━━━ BRANO FORNITO ━━━
Per la realizzazione di questi obiettivi, è necessario che i compiti di difesa al fronte e nelle retrovie siano posti nelle mani della classe operaia e che migliorino nell'organizzare la loro lotta e la resistenza all'invasione russa, senza fidarsi di Zelensky. L’unico modo di vincere è l’organizzazione dei lavoratori in maniera indipendente dal governo.

 

Pieno appoggio alle proteste delle masse popolari russe

Putin ha intenzione di inviare i lavoratori al macello per conservare il proprio potere e per difendere gli interessi della Fsb2 e degli oligarchi. Con queste misure di mobilitazione parziale, la prima dalla fine della seconda guerra mondiale, vuole aumentare drasticamente l’esercito di occupazione e utilizzare la classe lavoratrice russa come carne da cannone per continuare la guerra (come reclamano da tempo i settori più fanatici del suo regime). In realtà, questa fuga in avanti per assicurarsi che il conflitto arrivi all’inverno (cosa che interessa a Putin a causa del suo braccio di ferro con l’Ue per i prezzi del gas) è un riconoscimento della sconfitta della sua strategia di prendere il controllo di territori dell’Ucraina grazie alle forze di mercenari da strati di emarginati, arruolati nelle prigioni in cambio di una cancellazione della condanna; o dalle imprese private. Cioè, l’occupazione rapida e «facile» mediante l’utilizzo in via esclusiva di «forze speciali» è stata sconfitta.
━━━
■ **ESERCIZIO**:
Rispondi alle domande basandoti sul brano fornito.
1. Qual è l'unico modo di vincere?
2. Dalla fine di quale evento non c'era stata una mobilitazione parziale come questa?
3. In cambio di che cosa venivano arruolati i mercenari nelle prigioni?
━━━ ESTRATTO DEI DATI ━━━
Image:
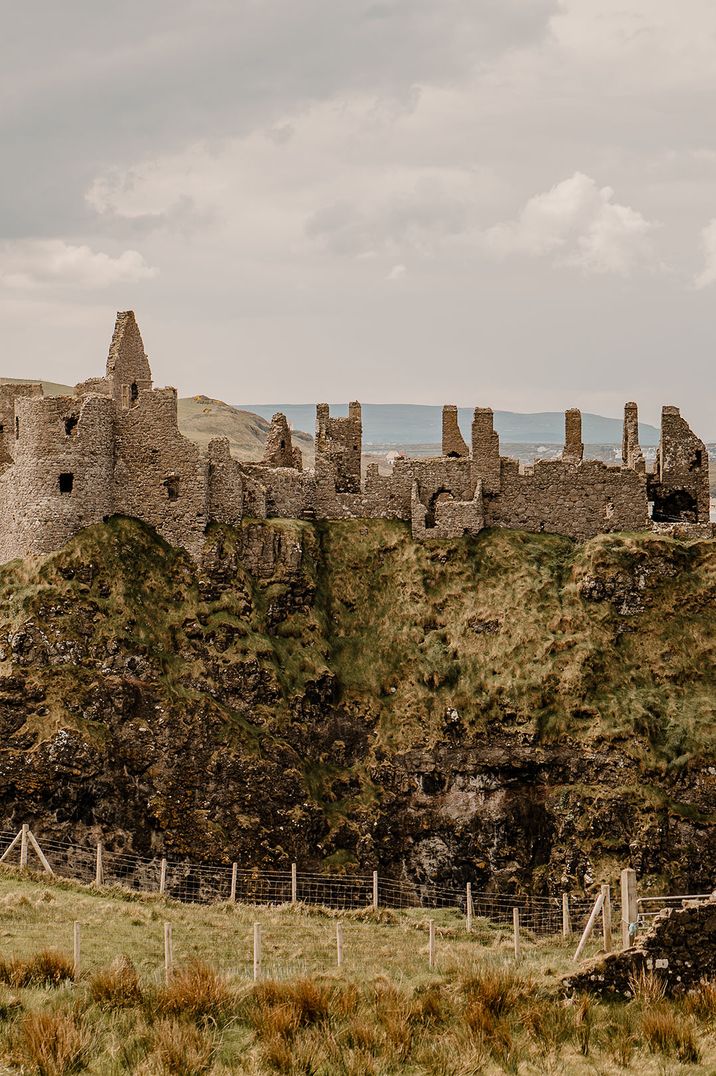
━━━
■ **RISPOSTA SCRITTA**:
1. L'unico modo di vincere è l'organizzazione dei lavoratori in maniera indipendente dal governo.
2. Dalla fine della seconda guerra mondiale.
3. In cambio di una cancellazione della condanna.